*Trecho selecionado*
----
Olá, Amigas a Amigos.
Hoje veremos como é lamentável a miopia dos nossos formuladores de políticas públicas em diversos aspectos, e infelizmente acaba estendendo-se a muitos setores de nossa sociedade. A logística é uma delas, e no texto abaixo mostraremos os motivos disso.
Sejam muito bem vindos a mais um artigo da AF Trilhos do Rio.
Agradecemos a visita e desejamos a todos uma excelente leitura!
LOGÍSTICA NO RIO DE JANEIRO, POR QUE É TÃO RUIM?
FALTA DE INTEGRAÇÃO COM MINAS GERAIS
O estado do Rio de Janeiro é vizinho de Minas Gerais, um estado sem saída para o mar, com área territorial de 586.521,123 km2, um pouco maior que a área da Espanha, que é de 506.030 km². Por que então não existem projetos logísticos em nosso estado que contemplem uma integração logística com o estado de Minas Gerais, oferecendo nossos portos para escoamento da produção mineira?
Nossos governantes, ao formularem políticas para a área de logística, se comportam como se Minas Gerais não existisse, e isso é muito ruim, pois se entendessem isso conseguiriam trazer emprego e renda para a população tanto do Rio de Janeiro quanto Minas Gerais.
----
*Tarefas*
• 1. Imprima a parte do texto sobre logística no Rio de Janeiro entre "Olá, Amigas a" e "É TÃO RUIM?", inclusive.
• 2. De acordo com o texto sobre logística no Rio de Janeiro, qual é a área territorial de Minas Gerais?

*Material apresentado*
----
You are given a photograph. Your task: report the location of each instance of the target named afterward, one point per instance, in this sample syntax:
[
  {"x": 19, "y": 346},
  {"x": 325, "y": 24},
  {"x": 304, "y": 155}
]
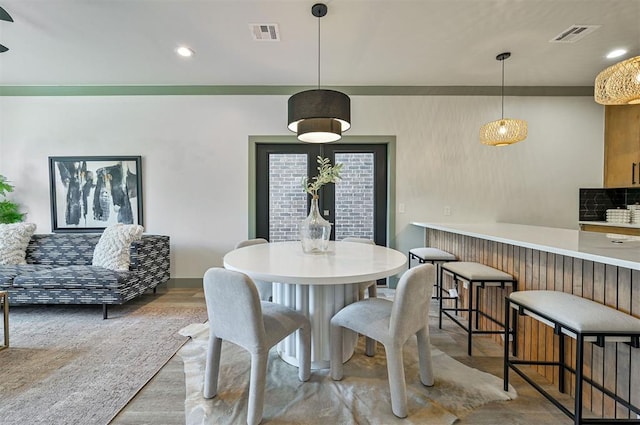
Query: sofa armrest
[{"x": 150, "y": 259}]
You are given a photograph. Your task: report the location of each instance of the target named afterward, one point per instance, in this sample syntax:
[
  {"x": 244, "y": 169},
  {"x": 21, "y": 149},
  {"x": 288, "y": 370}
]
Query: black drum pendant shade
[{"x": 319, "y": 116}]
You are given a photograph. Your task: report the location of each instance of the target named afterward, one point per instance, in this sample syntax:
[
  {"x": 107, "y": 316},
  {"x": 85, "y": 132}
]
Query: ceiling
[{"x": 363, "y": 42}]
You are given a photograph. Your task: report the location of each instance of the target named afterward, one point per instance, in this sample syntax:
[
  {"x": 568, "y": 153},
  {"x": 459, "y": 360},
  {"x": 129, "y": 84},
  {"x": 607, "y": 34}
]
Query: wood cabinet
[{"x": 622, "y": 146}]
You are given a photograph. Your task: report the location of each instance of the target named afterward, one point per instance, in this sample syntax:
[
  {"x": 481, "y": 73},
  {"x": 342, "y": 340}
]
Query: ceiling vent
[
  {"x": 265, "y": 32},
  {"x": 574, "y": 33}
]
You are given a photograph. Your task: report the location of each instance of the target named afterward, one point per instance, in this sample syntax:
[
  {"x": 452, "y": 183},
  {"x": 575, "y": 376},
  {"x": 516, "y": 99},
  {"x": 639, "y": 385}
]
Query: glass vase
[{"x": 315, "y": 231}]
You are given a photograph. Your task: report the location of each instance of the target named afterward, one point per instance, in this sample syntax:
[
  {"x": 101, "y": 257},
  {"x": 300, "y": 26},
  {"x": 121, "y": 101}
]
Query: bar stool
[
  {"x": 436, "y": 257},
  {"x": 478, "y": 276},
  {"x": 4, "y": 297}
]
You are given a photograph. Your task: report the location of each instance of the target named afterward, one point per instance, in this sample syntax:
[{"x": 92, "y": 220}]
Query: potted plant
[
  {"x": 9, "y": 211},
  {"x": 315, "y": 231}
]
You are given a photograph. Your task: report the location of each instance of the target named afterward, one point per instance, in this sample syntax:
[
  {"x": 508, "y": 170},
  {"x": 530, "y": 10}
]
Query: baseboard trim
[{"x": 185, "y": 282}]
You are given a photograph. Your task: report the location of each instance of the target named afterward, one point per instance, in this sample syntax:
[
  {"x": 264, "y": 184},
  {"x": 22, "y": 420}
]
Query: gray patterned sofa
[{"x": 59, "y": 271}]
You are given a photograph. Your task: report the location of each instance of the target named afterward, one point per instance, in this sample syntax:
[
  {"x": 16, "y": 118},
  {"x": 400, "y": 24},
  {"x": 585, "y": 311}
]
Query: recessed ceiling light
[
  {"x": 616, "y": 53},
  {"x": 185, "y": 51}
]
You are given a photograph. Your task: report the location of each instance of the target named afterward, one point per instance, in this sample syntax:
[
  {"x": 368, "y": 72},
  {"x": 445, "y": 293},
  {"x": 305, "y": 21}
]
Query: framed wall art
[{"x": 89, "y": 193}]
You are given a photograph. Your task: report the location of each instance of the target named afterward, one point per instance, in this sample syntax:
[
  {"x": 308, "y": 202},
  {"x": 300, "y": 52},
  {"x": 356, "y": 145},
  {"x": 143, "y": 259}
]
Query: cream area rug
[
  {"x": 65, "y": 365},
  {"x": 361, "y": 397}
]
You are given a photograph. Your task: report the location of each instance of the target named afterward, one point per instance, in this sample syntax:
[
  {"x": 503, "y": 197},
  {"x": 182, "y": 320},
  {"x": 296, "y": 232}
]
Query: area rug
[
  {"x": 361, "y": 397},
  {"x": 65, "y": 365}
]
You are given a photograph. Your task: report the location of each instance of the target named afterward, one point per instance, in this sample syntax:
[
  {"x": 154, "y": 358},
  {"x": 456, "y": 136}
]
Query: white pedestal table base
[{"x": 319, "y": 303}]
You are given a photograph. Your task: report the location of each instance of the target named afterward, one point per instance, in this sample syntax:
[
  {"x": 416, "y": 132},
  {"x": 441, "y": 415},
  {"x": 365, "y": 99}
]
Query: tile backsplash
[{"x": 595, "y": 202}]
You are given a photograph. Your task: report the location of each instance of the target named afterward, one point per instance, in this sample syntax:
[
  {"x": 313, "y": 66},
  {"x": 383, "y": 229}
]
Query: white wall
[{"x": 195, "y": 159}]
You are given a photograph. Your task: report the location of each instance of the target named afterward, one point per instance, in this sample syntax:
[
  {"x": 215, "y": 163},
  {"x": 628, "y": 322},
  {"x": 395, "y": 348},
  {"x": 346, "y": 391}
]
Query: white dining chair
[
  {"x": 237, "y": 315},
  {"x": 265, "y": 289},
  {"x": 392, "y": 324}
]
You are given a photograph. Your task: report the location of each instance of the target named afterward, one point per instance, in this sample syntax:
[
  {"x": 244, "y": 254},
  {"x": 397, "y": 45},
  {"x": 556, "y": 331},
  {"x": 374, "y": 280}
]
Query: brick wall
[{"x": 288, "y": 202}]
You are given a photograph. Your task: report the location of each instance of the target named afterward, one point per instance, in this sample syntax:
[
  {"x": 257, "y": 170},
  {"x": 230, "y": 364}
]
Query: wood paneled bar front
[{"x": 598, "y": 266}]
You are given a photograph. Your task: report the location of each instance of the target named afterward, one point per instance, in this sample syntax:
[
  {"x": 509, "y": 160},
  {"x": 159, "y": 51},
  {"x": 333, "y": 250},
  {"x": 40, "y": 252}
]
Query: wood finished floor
----
*Respostas completas*
• 1.
Olá, Amigas a Amigos.
Hoje veremos como é lamentável a miopia dos nossos formuladores de políticas públicas em diversos aspectos, e infelizmente acaba estendendo-se a muitos setores de nossa sociedade. A logística é uma delas, e no texto abaixo mostraremos os motivos disso.
Sejam muito bem vindos a mais um artigo da AF Trilhos do Rio.
Agradecemos a visita e desejamos a todos uma excelente leitura!
LOGÍSTICA NO RIO DE JANEIRO, POR QUE É TÃO RUIM?

• 2. 586.521,123 km².